# Assigned task A:
Please print the passage of the course descriptions below from "The sociological study" up to and including "as a whole.".
# Assigned task B:
In the course descriptions below, what is the prerequisite for Sport and Society?

[Source text — start]

29. Sport and Society

Not offered in the period from 06F through 08S

The sociological study of sport in society can be approached in a number of ways: as a mechanism for the transmission of societal values; as a means of social participation; as a collective symbol and ritual; as an organized pattern of legitimated conflict and violence; as a group boundary reinforcing activity; as an alternate channel of social mobility; and as a social problem. From these general themes specific sociopsychological topics such as leadership, socialization, communication, conflict, and cooperation can be emphasized, along with issues of race, sex, 'sport politics,' and the ubiquitous problem of social inequality. This course examines sport as a complex socio-cultural phenomenon possessing political and economic consequences for individuals, groups, and society as a whole.

Prerequisite: Sociology 1 or 2. Not open to first-year students. Dist: SOC. Class of 2007 and earlier: WCult: NA. Class of 2008 and later: WCult: W.

30. Deviance and Social Control

Not offered in the period from 06F through 08S

Students of society seem always to have been fascinated with explaining why some members deviate from commonly accepted rules. This course examines the major sociological explanations of deviance. We will explore the identification of certain behaviors as deviant, the process of becoming deviant, the management of a deviant identity, and the development of deviant subcultures. The course concludes with an examination of societal reactions to and the treatment of deviance and deviants. Examples of deviant and social control activities that may be considered include prostitution, religious cults, youth gangs, witchcraft, the handicapped, and asylums. Open to sophomores, juniors and seniors only. Dist: SOC. Class of 2007 and earlier: WCult: NA. Class of 2008 and later: WCult: W. King.

31. Prisons: The American Way of Punishment

07S: 11 08S: 12

Prison as a place of confinement, punishment and rehabilitation is the focus of this survey of the history, philosophies, structure and operation of corrections in the United States. The course critically examines the concept of prison as a total institution and its panopticism as a model of social control that extends to other social contexts. The course will explore the world of inmates and their strategies of subcultural adaptations to and resistance against incarceration; as well as the role of the prison staff. Particular attention will be paid to how gender, race, economics and politics structure prison policies and dynamics. Specific topics may include cultural representations of prison life, implications of current sentencing practices, privatization and the prison-industrial complex, incarcerated mothers, capital punishment, juvenile justice, and alternatives to incarceration. Open to all classes. Dist: SOC. Class of 2007 and earlier: WCult: NA. Class of 2008 and later: WCult: W. King.

32. The Social Meaning of Home

07W, 08W: 11

This course is an exploration of the economic, cultural, social and political dynamics of "home" in contemporary U. S. society. The concept, "home" invariably invokes multiple and sometimes conflicting ideas-a physical dwelling, family, economic property, birthplace, nationality, environment, haven, etc. We speak of "home sweet home," "dream home," "home is where the heart is," "sweet home Alabama" "homeland," "there's no place like home," and "homies." In the course, we will consider the home as a social context that profoundly shapes our personal and collective identities, gender roles and interpersonal relationships, class status and divisions, racial-ethnic memberships and conflicts, plus values and political ideals. The course will emphasize the homestead as economic property and the implications of its location, design, artifacts and domestic lifestyles for the cultivation of model subjects, consumers or citizens. Theoretical, empirical and interpretative materials in the course may touch on subjects as varied as housing and home ownership, shopping and hyperconsumption, food and kitchen culture, family values and the modeling of marriage and family life, the home improvement industry, and home and self makeovers on reality television. Dist: SOC. Class of 2007 and earlier: WCult: NA. Class of 2008 and later: WCult: W. King.

[Source text — finish]
[Given information — start]

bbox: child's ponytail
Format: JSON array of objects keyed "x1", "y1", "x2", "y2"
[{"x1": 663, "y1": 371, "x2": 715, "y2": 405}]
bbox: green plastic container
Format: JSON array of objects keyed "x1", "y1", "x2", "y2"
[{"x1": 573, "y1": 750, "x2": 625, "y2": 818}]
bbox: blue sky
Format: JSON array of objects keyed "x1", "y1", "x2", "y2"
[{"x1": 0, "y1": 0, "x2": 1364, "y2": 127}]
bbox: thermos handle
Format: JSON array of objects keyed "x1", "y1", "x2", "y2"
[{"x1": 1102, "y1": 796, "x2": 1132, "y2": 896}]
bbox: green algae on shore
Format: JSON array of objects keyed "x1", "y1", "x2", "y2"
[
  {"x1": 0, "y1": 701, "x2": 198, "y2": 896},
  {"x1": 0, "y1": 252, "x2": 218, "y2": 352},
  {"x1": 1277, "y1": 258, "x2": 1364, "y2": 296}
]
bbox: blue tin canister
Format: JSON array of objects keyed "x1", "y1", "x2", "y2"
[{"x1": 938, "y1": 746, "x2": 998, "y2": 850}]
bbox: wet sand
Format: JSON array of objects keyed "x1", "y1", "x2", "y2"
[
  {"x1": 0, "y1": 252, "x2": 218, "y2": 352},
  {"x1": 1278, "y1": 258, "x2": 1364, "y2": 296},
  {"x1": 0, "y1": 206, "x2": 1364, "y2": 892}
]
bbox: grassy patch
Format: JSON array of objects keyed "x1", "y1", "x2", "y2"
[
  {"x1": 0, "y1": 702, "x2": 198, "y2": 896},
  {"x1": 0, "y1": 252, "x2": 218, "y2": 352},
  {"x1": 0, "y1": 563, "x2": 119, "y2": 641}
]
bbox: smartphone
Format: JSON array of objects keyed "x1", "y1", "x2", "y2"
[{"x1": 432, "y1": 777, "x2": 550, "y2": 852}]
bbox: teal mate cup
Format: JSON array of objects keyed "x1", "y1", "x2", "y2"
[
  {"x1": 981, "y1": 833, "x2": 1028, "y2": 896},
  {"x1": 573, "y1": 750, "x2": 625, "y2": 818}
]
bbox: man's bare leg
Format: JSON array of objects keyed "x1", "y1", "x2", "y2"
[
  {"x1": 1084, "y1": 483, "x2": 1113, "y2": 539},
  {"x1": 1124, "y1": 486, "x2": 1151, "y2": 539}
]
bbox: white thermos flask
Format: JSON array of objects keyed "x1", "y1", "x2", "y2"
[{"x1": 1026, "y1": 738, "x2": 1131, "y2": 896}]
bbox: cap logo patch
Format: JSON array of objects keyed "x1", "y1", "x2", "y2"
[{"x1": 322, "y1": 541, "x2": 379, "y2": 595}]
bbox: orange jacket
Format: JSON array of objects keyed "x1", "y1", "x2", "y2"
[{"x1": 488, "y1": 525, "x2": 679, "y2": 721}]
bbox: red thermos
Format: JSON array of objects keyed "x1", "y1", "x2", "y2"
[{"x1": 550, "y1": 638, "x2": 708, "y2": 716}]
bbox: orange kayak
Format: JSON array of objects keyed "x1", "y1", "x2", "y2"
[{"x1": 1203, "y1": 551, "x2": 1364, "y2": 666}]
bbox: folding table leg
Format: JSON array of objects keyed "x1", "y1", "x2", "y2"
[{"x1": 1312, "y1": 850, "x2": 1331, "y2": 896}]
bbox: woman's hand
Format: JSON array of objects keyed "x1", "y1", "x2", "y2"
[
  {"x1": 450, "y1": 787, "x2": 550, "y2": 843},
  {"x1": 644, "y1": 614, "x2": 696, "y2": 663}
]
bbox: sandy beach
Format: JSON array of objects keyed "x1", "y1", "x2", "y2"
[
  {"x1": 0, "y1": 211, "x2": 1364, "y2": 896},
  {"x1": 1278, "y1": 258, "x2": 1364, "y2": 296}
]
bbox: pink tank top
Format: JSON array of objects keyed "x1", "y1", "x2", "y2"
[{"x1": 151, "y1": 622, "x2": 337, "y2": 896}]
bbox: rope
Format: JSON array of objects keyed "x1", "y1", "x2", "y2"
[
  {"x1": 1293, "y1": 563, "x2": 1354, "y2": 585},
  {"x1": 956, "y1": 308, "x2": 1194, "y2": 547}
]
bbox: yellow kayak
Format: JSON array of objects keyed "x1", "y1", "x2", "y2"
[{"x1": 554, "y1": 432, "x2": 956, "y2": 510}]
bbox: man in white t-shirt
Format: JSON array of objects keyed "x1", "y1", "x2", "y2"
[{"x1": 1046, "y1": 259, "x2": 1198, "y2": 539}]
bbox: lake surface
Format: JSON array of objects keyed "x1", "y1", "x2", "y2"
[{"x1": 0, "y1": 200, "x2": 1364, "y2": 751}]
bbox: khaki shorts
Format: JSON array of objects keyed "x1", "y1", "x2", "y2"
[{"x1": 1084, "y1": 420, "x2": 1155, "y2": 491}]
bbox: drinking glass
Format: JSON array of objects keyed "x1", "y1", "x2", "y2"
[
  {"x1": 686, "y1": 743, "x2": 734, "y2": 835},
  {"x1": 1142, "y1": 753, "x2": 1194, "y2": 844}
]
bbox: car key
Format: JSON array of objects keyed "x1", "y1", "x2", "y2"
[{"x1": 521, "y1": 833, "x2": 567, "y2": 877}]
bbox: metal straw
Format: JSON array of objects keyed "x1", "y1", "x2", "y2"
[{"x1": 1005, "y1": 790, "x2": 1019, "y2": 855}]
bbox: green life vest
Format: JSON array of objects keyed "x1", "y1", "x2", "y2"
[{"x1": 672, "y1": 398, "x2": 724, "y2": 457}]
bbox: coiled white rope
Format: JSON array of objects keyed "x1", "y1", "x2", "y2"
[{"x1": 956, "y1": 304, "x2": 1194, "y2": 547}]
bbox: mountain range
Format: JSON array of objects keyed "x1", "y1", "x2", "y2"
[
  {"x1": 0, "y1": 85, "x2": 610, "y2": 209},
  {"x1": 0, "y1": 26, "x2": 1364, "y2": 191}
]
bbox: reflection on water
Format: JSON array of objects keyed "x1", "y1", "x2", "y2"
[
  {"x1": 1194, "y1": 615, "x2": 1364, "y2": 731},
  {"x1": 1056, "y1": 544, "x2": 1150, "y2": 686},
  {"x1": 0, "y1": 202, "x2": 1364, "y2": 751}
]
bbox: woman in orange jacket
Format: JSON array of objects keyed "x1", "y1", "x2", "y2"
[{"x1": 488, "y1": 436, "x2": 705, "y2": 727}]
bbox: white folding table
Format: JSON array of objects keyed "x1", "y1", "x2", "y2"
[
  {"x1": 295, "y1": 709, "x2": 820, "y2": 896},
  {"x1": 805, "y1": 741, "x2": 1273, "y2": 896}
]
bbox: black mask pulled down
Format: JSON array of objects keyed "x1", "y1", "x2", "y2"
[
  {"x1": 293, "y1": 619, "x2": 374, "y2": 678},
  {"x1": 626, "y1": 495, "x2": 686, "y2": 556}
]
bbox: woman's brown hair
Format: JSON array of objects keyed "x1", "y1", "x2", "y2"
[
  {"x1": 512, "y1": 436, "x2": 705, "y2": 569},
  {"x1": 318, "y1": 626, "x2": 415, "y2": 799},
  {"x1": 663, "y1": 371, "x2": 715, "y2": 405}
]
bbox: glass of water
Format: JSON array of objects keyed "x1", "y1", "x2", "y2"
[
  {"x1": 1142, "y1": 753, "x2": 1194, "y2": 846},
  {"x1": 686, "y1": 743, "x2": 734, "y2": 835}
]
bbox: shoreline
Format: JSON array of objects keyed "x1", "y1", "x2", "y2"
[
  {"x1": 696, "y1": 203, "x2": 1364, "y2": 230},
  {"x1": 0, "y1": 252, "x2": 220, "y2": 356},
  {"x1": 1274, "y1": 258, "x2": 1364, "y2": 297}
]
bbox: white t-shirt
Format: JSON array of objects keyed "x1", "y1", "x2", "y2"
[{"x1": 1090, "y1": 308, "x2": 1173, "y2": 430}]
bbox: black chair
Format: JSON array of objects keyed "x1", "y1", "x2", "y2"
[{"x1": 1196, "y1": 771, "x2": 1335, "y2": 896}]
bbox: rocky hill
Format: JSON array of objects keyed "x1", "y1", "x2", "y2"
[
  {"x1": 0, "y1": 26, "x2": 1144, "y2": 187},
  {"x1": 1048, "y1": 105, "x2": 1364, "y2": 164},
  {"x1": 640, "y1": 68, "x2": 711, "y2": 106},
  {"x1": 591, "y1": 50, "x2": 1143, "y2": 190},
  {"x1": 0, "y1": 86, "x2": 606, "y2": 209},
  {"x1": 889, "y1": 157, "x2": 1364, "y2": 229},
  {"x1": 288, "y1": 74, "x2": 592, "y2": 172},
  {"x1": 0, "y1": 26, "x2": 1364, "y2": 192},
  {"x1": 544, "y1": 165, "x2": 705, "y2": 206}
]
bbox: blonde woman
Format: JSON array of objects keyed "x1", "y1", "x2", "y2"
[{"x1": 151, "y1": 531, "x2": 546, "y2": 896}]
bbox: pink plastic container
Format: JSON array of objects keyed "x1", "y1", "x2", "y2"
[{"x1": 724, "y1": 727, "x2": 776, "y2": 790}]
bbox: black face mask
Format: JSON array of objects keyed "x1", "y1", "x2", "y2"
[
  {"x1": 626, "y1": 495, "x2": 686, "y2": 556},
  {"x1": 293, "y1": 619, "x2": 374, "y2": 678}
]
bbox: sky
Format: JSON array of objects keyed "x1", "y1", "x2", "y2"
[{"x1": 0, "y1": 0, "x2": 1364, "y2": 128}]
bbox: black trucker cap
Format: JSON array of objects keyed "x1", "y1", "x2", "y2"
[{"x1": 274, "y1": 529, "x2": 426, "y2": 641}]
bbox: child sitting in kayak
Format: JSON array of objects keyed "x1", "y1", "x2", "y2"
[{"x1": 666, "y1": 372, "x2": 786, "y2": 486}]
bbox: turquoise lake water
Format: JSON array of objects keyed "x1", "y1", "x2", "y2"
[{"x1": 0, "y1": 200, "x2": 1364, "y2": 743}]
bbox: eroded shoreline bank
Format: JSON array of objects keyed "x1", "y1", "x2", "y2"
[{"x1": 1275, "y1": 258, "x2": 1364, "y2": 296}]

[Given information — finish]

# Answer area A:
The sociological study of sport in society can be approached in a number of ways: as a mechanism for the transmission of societal values; as a means of social participation; as a collective symbol and ritual; as an organized pattern of legitimated conflict and violence; as a group boundary reinforcing activity; as an alternate channel of social mobility; and as a social problem. From these general themes specific sociopsychological topics such as leadership, socialization, communication, conflict, and cooperation can be emphasized, along with issues of race, sex, 'sport politics,' and the ubiquitous problem of social inequality. This course examines sport as a complex socio-cultural phenomenon possessing political and economic consequences for individuals, groups, and society as a whole.

# Answer area B:
Sociology 1 or 2.